*Required task:*
In the news story about the Cincinnati nun, which religious order did supporters ask the Vatican to let Rawles stay with?

*Passage given:*

Cincinnati nun dismissed for acting as priest
A Cincinnati nun was excommunicated and dismissed from her Roman Catholic religious order last week after admitting she has been secretly acting as a priest since this spring.
Sister Letetia "Tish" Rawles, who has been a nun for 47 years, told the leaders of her order she was ordained in April as part of a movement that has been rebuked repeatedly by the church for violating Catholic teaching. Rawles, 67, has presided over religious services in secret and ministered to people who lived with her in a Cincinnati nursing care facility.
While other women have been ordained priests in violation of Catholic teaching, Rawles is believed to be the first member of a religious order in Greater Cincinnati to acknowledge taking that step and to face dismissal because of her actions.
Supporters appealed to the Vatican on Tuesday to allow Rawles, who is critically ill, to remain with the Dayton, Ohio-based Sisters of the Precious Blood. They said she has served the church as a teacher and care giver for decades and should be allowed to remain a nun, even if the church does not recognize her as a priest.
"Here's a woman who has devoted 47 years of her life in service to the people of God," said Janice Sevre-Duszynska, spokeswoman for the Association of Roman Catholic Women Priests. "And now she's being thrown out of her community."
Rawles said she felt called to the priesthood since childhood and wanted to respond to that call before it was too late. "I thought that before I die, I want to fulfill God's call and my life-long dream to become a priest," Rawles said in a statement Tuesday.

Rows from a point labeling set
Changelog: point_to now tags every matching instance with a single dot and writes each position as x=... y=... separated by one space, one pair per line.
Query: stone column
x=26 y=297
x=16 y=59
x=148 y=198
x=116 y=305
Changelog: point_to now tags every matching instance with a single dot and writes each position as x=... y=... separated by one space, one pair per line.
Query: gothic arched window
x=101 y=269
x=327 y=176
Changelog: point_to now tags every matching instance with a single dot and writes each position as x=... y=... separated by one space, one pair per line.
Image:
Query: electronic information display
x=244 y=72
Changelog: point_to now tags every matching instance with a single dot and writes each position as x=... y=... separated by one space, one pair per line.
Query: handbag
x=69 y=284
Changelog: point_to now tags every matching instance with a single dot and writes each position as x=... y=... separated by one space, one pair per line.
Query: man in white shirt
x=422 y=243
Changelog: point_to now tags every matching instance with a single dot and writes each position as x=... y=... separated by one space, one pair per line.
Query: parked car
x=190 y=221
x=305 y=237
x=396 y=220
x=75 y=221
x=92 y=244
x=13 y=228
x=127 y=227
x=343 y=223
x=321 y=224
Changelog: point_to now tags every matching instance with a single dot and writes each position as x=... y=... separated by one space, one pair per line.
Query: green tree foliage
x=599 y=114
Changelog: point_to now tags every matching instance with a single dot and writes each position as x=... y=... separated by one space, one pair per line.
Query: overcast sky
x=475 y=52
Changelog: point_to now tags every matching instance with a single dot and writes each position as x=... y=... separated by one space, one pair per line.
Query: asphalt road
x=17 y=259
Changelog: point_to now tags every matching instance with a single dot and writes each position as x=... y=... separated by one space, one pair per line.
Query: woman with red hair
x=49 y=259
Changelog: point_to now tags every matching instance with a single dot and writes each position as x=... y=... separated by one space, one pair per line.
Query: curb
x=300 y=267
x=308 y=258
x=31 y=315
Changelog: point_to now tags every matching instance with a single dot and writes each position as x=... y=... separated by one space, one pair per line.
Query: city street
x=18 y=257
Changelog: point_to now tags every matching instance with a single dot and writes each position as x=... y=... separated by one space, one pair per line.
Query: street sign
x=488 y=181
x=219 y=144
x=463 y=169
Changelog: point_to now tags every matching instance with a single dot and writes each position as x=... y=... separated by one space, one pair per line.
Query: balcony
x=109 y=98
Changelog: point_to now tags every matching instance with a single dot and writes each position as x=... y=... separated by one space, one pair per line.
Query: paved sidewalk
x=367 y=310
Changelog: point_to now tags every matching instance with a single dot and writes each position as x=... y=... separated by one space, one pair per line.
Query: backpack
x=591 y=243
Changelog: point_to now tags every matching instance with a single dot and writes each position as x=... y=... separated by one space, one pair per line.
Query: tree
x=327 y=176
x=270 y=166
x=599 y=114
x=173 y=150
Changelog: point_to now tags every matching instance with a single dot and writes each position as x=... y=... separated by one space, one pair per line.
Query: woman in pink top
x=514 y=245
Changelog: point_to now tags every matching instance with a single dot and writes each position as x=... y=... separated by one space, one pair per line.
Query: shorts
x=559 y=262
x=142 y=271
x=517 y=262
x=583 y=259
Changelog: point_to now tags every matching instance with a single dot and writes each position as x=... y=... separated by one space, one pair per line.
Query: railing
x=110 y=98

*Full solution:*
The Dayton, Ohio-based Sisters of the Precious Blood.